Given data →

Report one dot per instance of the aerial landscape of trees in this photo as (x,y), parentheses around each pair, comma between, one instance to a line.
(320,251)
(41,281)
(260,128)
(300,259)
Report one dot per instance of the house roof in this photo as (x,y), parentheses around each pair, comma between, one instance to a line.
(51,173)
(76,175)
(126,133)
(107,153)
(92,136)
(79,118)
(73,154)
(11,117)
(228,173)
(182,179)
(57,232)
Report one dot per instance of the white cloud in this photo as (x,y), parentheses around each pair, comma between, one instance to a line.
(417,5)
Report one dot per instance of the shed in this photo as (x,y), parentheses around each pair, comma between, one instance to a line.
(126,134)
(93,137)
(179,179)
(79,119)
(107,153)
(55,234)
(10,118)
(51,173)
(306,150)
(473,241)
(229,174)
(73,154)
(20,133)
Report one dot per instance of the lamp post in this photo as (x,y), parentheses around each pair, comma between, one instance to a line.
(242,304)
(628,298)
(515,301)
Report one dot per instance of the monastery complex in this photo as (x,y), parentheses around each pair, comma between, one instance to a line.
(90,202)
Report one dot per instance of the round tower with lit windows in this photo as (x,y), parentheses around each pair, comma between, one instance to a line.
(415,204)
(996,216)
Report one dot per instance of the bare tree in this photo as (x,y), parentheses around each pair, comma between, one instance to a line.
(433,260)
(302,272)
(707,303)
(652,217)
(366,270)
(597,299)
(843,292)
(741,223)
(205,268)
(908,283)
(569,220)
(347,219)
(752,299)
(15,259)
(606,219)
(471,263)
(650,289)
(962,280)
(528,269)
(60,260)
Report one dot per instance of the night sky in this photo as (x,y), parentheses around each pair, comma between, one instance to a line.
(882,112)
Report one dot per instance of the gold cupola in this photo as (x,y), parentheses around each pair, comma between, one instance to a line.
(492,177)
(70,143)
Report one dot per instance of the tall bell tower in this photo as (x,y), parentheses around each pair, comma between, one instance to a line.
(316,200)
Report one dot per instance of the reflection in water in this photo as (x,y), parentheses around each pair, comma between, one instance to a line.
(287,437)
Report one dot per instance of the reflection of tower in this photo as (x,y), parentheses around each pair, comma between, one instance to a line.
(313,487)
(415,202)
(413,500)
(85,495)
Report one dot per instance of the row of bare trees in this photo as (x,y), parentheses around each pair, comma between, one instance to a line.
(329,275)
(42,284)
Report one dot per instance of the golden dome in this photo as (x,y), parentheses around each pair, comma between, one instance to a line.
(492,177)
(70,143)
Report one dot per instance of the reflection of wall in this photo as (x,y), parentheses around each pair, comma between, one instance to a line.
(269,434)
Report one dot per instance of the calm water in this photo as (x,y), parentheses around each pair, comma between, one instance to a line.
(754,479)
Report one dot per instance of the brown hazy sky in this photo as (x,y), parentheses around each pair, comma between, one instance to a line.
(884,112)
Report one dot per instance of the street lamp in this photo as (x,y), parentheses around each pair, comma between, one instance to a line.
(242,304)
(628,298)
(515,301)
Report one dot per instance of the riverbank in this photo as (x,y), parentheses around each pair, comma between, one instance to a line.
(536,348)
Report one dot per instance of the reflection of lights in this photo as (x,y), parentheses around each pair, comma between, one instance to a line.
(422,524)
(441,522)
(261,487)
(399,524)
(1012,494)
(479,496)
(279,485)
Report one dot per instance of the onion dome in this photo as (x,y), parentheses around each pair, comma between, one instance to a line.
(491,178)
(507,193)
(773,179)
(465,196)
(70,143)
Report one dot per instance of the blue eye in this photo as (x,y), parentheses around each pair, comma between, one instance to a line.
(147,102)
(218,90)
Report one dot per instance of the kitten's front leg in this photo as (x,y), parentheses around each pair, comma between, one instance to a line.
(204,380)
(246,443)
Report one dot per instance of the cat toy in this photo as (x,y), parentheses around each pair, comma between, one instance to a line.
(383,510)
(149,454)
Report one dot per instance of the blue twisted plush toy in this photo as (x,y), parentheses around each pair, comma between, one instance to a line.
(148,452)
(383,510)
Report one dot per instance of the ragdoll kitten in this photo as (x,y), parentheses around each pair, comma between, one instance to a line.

Written exercise → Your task is to reproduce, exactly and exclusively, the lines from the one holding "Report one dot per instance of the reflection of lights" through the final line of the listing.

Result for this exercise →
Report one dot per instance of the reflection of lights in this photo as (x,y), parentheses around each pair, comma between, one instance to a line.
(422,524)
(441,522)
(261,487)
(399,524)
(1012,494)
(479,496)
(279,485)
Report one dot per instance of the onion dome in this photo as (x,y), parentheses around each pair, comma between, one instance to a line.
(491,178)
(507,193)
(773,179)
(465,196)
(70,143)
Report one dot per instance of the blue eye in this photo as (x,y), parentheses around each pair, comma between, one instance to a line.
(147,102)
(218,90)
Report one dot per instance of the kitten's front leg in this photo as (x,y), parentheses around each pair, comma between, one instance to a line.
(204,380)
(246,443)
Report one dot per instance of the cat toy in this photo as (x,y), parentheses around each pair, comma between, one instance to a line.
(383,510)
(149,454)
Report one dot per instance of the blue twisted plush toy in this photo as (x,y), parentheses around each pair, comma between, one instance to a line.
(148,452)
(383,510)
Report one dot per instance of the ragdoll kitten in this photo as (x,y), parentheses around each pair, comma between, one instance to a line.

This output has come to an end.